PAGE =
No, there is nothing wrong w/the Reiner recording. Just wanted those who haven't heard that is an old recoreding and the reissue is old as well, so they could buy or listen w/that in mind.


----------



## campy (Aug 16, 2012)

Elliott Carter. (Bernstein 1970 recording.)


----------



## Weston (Jul 11, 2008)

I've just acquired the Kodaly concerto for orchestra, but I haven't heard enough of it to compare it to the Bartok. I've never been that thrilled with the Bartok to be honest.


----------



## TrevBus (Jun 6, 2013)

Weston said:


> I've just acquired the Kodaly concerto for orchestra, but I haven't heard enough of it to compare it to the Bartok. I've never been that thrilled with the Bartok to be honest.


Well, to be very honest, neither am I. However, his 'Concerto for Orchestra', I am very enthrallrd by. Esp. the recording of Reiner on the old RCA, as I said earlier.


----------



## julianoq (Jan 29, 2013)

Bartók CfO is my favorite, also with Reiner and CSO. Lutoslawski's one comes next.


----------



## Neo Romanza (May 7, 2013)

Casella has a very nice _Concerto for Orchestra_ as does Holmboe and Hindemith. My vote goes to Lutoslawski by default.  Like Weston, I have never been too impressed with Bartok's _Concerto for Orchestra_. I'm more into early and mid-period Bartok.


----------

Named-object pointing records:
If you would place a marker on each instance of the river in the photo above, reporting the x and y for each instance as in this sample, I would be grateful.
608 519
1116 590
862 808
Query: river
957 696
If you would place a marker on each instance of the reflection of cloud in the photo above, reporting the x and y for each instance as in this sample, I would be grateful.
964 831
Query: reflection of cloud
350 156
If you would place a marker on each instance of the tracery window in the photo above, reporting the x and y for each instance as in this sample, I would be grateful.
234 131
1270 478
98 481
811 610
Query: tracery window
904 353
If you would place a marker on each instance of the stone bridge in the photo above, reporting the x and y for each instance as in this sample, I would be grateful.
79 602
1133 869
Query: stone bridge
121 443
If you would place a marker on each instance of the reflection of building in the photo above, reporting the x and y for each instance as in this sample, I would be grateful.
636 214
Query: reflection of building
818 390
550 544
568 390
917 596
--
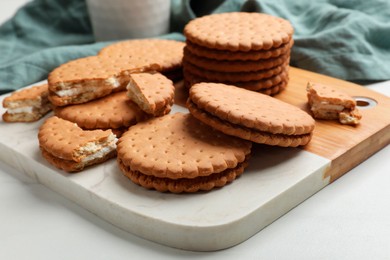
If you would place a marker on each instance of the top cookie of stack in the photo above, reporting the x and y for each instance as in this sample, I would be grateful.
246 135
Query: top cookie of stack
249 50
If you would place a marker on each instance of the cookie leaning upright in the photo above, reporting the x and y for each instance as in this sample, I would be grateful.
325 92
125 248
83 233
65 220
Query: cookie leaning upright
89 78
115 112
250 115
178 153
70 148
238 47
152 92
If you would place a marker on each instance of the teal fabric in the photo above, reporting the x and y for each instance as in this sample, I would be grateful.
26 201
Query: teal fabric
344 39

WHAT YOU NEED TO DO =
1 – In the forum thread on concertos for orchestra, why did the first post point out that the Reiner recording and its reissue are old?
2 – Condense the paragraph in the forum thread beginning "Casella has a very nice" into a short bulleted list that keeps its main facts.

PROBLEM SOLUTIONS =
1 – The poster wanted people who had not heard it to know that it is an old recording, so they could buy it or listen to it with that in mind. The same post says there is nothing wrong with the recording.

2 –
- Casella, Holmboe and Hindemith each have a very nice Concerto for Orchestra.
- The poster's vote goes to Lutoslawski by default.
- Like Weston, the poster has never been too impressed with Bartok's Concerto for Orchestra and is more into early and mid-period Bartok.